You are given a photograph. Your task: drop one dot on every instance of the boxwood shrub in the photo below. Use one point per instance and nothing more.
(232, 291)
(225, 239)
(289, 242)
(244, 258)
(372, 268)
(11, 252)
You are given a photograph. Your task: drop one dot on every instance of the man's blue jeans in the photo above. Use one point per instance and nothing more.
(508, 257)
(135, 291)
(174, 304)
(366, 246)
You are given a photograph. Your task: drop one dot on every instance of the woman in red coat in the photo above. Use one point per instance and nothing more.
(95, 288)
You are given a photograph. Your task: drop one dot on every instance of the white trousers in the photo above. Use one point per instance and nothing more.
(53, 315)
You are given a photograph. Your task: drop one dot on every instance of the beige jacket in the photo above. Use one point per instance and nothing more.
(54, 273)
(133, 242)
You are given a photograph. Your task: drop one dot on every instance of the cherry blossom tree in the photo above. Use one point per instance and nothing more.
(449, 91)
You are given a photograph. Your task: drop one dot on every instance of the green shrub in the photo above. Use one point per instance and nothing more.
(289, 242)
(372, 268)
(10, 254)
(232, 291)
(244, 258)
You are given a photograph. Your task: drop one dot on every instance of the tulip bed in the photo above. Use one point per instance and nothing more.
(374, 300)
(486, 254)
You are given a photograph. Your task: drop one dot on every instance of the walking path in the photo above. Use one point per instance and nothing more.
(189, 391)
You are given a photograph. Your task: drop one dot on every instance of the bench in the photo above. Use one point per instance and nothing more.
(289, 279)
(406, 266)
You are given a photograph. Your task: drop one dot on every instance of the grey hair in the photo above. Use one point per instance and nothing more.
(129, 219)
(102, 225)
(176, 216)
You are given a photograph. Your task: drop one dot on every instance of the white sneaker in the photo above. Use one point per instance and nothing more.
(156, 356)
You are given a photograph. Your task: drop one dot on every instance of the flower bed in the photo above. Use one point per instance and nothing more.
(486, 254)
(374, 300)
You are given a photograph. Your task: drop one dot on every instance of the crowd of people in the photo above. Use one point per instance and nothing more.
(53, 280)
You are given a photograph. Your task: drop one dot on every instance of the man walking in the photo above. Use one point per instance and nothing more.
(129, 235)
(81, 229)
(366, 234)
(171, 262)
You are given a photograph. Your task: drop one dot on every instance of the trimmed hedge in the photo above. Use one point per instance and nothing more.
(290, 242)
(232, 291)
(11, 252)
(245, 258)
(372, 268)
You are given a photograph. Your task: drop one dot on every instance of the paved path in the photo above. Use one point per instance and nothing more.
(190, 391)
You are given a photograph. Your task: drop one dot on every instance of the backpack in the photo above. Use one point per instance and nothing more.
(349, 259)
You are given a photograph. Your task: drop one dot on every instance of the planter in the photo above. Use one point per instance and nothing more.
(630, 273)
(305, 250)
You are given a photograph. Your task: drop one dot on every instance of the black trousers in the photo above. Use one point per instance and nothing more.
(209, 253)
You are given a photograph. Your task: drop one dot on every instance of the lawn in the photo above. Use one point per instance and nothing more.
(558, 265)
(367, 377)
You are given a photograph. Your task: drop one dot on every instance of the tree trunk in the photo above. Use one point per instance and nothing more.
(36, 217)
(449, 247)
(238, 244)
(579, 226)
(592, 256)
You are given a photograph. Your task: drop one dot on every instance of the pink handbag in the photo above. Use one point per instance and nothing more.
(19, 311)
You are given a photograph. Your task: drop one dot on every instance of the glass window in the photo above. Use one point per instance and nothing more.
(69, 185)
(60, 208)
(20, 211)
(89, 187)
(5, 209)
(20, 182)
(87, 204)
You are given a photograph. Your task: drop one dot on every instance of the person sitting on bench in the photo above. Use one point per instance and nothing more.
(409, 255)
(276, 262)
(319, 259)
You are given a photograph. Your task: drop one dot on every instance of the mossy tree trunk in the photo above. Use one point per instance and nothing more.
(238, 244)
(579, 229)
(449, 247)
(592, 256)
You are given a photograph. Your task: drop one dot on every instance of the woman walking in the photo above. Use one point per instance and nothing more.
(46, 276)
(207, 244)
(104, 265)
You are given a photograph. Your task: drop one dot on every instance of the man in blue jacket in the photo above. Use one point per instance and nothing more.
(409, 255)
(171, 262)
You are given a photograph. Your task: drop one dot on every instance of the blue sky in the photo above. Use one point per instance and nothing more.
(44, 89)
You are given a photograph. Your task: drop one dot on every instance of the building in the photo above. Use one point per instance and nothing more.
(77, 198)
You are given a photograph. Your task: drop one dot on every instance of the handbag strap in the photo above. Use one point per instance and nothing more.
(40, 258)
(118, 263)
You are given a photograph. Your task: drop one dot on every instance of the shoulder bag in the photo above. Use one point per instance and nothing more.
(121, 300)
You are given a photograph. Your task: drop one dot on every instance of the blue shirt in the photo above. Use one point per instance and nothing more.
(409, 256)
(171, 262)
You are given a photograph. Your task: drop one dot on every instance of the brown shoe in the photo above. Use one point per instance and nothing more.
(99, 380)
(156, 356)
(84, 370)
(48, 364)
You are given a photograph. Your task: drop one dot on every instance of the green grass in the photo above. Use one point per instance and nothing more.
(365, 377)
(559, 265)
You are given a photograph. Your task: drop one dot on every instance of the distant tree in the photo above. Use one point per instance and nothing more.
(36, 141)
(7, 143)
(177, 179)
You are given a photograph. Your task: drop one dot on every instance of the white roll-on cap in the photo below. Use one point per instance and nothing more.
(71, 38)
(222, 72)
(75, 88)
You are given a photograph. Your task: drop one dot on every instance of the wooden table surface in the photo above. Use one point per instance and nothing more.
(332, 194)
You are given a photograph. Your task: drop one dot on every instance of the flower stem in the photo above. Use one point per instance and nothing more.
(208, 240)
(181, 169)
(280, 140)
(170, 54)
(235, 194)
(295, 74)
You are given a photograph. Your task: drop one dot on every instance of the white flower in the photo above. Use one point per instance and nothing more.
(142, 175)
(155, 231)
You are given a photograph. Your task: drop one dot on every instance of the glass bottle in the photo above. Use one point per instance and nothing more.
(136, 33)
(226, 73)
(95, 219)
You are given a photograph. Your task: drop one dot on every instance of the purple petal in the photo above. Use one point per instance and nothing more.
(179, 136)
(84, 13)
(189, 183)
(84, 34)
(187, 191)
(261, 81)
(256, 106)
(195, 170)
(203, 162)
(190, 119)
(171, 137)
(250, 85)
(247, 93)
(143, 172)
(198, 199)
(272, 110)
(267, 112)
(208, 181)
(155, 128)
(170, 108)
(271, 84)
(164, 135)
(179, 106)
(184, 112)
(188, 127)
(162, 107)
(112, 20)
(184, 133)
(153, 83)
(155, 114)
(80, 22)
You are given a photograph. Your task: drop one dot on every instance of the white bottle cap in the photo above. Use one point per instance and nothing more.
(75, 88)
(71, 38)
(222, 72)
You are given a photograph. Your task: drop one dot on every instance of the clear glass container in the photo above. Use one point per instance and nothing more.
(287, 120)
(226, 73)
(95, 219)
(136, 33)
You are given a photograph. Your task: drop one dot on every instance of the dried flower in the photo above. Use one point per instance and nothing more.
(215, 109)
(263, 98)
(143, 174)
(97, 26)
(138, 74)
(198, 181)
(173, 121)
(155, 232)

■ EXERCISE
Each of the entries must be set down again exactly.

■ RESPONSE TO THIS EXERCISE
You are given a photograph. Your task: drop one dot on every instance of the boxwood shrub in the photo below. Use one point per instance and nothing more.
(232, 291)
(225, 239)
(289, 242)
(244, 258)
(372, 268)
(11, 252)
You are given a photograph. Your task: drop one dot on every instance of the man's blue jeans in the photo above. Use one point per instance and nothing more.
(508, 257)
(135, 291)
(174, 304)
(366, 246)
You are given a photograph. Your task: drop one dot on every instance of the woman in red coat in the photo above. Use one point per instance and nothing more.
(95, 288)
You are given a photograph. Your task: drop one dot on every instance of the white trousers in the photo above. Use one point per instance and nothing more.
(53, 315)
You are given a photograph. Your task: drop one dot on every instance of the beige jacket in the photo above. Use one point per instance and nothing more.
(54, 273)
(133, 242)
You are given a photograph. Your task: drop one dot on every instance of the cherry blossom tree in the photo above. Use one point per instance and nothing more.
(449, 91)
You are given a photograph. Your task: drop one dot on every instance of the green shrub in the photo above. Use one point per instance and nothing more.
(289, 242)
(372, 268)
(10, 254)
(232, 291)
(244, 258)
You are given a photograph. Your task: drop one dot on every instance of the tulip bed in the photo above. Use one point per instance and nothing more.
(374, 300)
(486, 254)
You are given a photograph. Your task: drop one dot on every instance of the walking path in the photo above. Use one point per instance and nothing more.
(189, 391)
You are given a photograph. Your task: drop one dot on every instance of the bench in the photo above. Use one point per instance and nothing more.
(289, 279)
(406, 266)
You are given a photograph. Your task: drop one dot on every instance of the grey hair in the photo above. Use one point per instance and nothing more.
(129, 219)
(102, 225)
(176, 216)
You are given a photograph. Your task: drop one dot on every instance of the white sneaker in the photo above. Use one point per instance and nothing more.
(156, 356)
You are given a photograph. Your task: drop one dot on every instance of the flower bed in the photo above. Use one point per instance and nothing more.
(486, 254)
(374, 300)
You are given a photograph. Your task: drop one dot on every instance of the crowd of people in the photo above. Use one point per instance and nothing more.
(53, 280)
You are given a photograph. Your task: drop one dot on every instance of the man walking in the photo above. Use one point per instance and nothing more.
(129, 235)
(81, 229)
(366, 234)
(171, 262)
You are given a photograph. Your task: drop one dot on every instance of the trimmed hedge in the photo above. Use one point per instance and nothing more.
(290, 242)
(232, 291)
(11, 252)
(245, 258)
(372, 268)
You are given a photograph. Your task: drop one dot on every instance of the paved path in the photo above. Use one point per instance and nothing more.
(190, 391)
You are given a photograph. Your task: drop one dot on every instance of the backpack in the photo above. Use one point per instance and nothing more.
(349, 259)
You are given a photograph. Your task: drop one dot on every instance of the planter in the photo above. Use one point per instance and nothing more.
(630, 273)
(305, 250)
You are given a photograph. Your task: drop one dot on every instance of the black trousers in the photo above. Use one point per instance and nothing more.
(209, 253)
You are given a photograph. Your task: drop one dot on every instance of the lawn in the photo above. Use one point per instance and nothing more.
(558, 265)
(367, 377)
You are given a photograph. Your task: drop one dot on every instance of the tree trunk in the photo above. Use one point per instance and nothing more.
(36, 217)
(449, 247)
(238, 244)
(579, 226)
(592, 256)
You are given a photograph. Your task: drop one dot on every instance of the pink handbag in the photo above. Use one point per instance and nothing more.
(19, 311)
You are given a photograph. Your task: drop one dot on every instance of the glass window in the photo above. Use one point per instance and nothing more.
(69, 185)
(60, 208)
(20, 211)
(89, 187)
(5, 209)
(20, 182)
(87, 204)
You are given a photograph. Your task: drop one dot on every instance of the person sitting on bench in the photo above. Use one point per instance and nothing more.
(409, 255)
(276, 262)
(319, 259)
You are given a photograph. Your task: drop one dot on every instance of the mossy tree trunk in the photo above. Use one point per instance and nothing more.
(238, 244)
(579, 229)
(449, 247)
(592, 256)
You are given a photograph. Your task: drop one dot on every instance of the woman walking in the photo above. Use one point per instance and nothing more.
(46, 276)
(207, 244)
(104, 265)
You are given a photograph. Your task: drop one dot on every instance of the man in blue jacket in the photo above. Use one point per instance and nothing more.
(409, 255)
(171, 262)
You are given a photograph. Your task: drop one dot on every instance of the blue sky in the photo above. Use one point per instance and nothing more.
(44, 89)
You are given a photograph. Your task: drop one dot on every instance of the building in the photo above. Use one point per instance and nothing more.
(77, 198)
You are given a photograph. Your task: drop one dot on every instance of the handbag strap in the photo above. Use one point per instance and nothing more.
(40, 258)
(118, 263)
You are given a photograph. Your task: drop one dot on every instance of the shoulder bag in the photo above. Use one point per instance and nothing more.
(121, 300)
You are given a photograph. Your task: drop one dot on every instance of the blue shirt in the photo above. Use one point per instance and nothing more.
(409, 256)
(171, 262)
You are given a photograph. Your task: drop one dot on every instance of the brown shoe in the photo above. Use one point per instance and nothing more.
(99, 380)
(156, 356)
(84, 370)
(48, 364)
You are given a photograph. Your task: drop one dot on every instance of the green grass in the photo above. Use one point per instance and nothing more.
(365, 377)
(559, 265)
You are given a photograph. Your task: drop one dot on every instance of the distant tree in the photo above. Use one point per instance and nothing more.
(36, 141)
(7, 143)
(177, 179)
You are given a photograph. Your task: drop one dot on every instance of the white roll-on cap in the photo below. Use one point per instance and nothing more.
(71, 38)
(222, 72)
(75, 88)
You are given a photograph. Your task: drop one dot on every instance of the wooden table surface in the photo above. Use one point per instance and nothing more.
(332, 194)
You are given a photograph. Your task: drop one dot on every instance of the flower stem in the photo above. Use one point per instance and nothing more.
(208, 240)
(181, 169)
(280, 140)
(170, 54)
(235, 194)
(295, 74)
You are given a photograph. Your task: drop one dot on every instance of the white flower in the photo above. Use one point per instance and nothing more.
(142, 175)
(155, 231)
You are given a photograph. Your task: drop one dot on every instance of the glass bottle in the photo above. Use one point per instance and nothing more.
(136, 33)
(226, 73)
(95, 219)
You are given a photograph. Your task: drop one dot on every instance of the purple petal in the photo above. Use one point per instance and nothing more.
(179, 136)
(84, 13)
(189, 183)
(84, 34)
(187, 191)
(261, 81)
(256, 106)
(195, 170)
(203, 162)
(190, 119)
(171, 137)
(250, 85)
(247, 93)
(143, 172)
(198, 199)
(272, 110)
(267, 112)
(208, 181)
(155, 128)
(170, 108)
(271, 84)
(164, 135)
(179, 106)
(184, 112)
(188, 127)
(162, 107)
(112, 20)
(184, 133)
(153, 83)
(155, 114)
(80, 22)
You are given a photograph. Your task: drop one dot on every instance of the white bottle cap in the photo above. Use one point per instance and nothing more.
(75, 88)
(71, 38)
(222, 72)
You are given a photograph. Your task: drop one dot on every instance of the clear glass container in the photo above. Use one point per instance and nothing more.
(287, 120)
(226, 73)
(95, 219)
(136, 33)
You are given a photograph. Your task: drop one dot on every instance of the dried flower in the photo above. Use one point per instance and nothing more.
(215, 109)
(263, 98)
(143, 174)
(97, 26)
(138, 74)
(198, 181)
(173, 121)
(155, 232)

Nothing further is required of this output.